§ Work item:
Copy each line of the records that includes "apple".

Natural language region descriptions
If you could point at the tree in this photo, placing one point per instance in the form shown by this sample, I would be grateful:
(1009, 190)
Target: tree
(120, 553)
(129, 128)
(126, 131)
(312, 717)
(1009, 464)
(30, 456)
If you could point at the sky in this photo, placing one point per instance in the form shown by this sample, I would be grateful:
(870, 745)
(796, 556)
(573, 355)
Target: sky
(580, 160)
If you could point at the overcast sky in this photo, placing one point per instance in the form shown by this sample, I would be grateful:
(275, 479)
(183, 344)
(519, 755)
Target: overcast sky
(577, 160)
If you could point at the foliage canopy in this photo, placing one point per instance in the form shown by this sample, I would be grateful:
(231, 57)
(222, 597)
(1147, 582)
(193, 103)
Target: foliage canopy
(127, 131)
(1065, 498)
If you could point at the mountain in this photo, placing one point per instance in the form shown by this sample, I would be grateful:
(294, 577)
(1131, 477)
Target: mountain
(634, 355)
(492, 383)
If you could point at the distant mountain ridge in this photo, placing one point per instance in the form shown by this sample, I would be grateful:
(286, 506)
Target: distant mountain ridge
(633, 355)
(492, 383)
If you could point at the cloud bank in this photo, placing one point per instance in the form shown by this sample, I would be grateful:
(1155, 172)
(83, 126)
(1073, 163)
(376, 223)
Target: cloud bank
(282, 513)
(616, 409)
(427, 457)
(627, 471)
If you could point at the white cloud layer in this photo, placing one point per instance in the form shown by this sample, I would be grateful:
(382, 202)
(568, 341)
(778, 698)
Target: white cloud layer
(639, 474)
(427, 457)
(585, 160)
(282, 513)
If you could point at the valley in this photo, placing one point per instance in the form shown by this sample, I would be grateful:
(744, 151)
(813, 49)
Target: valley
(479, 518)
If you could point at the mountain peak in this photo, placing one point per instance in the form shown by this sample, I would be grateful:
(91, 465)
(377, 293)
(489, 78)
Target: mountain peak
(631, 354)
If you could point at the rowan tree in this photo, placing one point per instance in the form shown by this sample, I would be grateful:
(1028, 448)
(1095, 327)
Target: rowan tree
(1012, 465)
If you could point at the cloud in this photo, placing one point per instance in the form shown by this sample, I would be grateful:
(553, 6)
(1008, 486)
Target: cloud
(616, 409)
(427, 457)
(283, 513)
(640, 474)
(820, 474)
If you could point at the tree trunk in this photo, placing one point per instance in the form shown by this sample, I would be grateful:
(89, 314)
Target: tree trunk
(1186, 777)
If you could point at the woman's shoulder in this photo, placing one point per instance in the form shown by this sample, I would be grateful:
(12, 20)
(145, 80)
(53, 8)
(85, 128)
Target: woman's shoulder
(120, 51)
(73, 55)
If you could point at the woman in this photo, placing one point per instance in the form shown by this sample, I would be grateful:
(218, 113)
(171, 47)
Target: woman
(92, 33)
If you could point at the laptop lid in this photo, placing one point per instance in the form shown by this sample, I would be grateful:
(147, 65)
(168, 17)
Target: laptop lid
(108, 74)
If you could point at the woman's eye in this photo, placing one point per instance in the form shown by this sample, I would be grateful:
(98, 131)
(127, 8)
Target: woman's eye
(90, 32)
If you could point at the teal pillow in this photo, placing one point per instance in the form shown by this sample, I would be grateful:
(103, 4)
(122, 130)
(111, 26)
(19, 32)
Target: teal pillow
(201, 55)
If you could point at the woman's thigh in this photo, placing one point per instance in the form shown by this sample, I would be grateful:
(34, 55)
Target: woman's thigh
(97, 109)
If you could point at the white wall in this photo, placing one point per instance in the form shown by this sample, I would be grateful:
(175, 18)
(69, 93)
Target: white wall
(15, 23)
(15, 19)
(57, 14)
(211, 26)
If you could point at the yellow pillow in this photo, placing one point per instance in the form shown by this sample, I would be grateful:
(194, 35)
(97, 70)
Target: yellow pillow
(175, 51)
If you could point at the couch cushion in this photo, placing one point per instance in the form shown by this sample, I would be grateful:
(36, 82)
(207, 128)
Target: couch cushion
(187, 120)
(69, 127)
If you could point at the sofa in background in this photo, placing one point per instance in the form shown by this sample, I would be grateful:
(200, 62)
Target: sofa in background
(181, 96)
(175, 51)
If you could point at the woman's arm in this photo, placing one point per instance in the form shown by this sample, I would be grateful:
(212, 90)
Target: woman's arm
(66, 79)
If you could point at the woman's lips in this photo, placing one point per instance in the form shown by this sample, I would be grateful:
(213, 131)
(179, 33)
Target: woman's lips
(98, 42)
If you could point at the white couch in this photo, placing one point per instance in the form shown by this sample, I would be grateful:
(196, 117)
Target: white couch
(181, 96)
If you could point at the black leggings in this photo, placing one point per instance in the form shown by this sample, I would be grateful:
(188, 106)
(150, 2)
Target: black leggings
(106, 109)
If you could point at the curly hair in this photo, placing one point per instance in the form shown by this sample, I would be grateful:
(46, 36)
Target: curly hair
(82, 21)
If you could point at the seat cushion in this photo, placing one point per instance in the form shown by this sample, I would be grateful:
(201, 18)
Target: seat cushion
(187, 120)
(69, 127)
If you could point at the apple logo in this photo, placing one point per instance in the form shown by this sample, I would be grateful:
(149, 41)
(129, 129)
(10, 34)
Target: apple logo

§ Result of this exercise:
If you could point at the apple logo in this photo, placing one point per instance in the form shown by this sample, I would be grateful:
Target: apple logo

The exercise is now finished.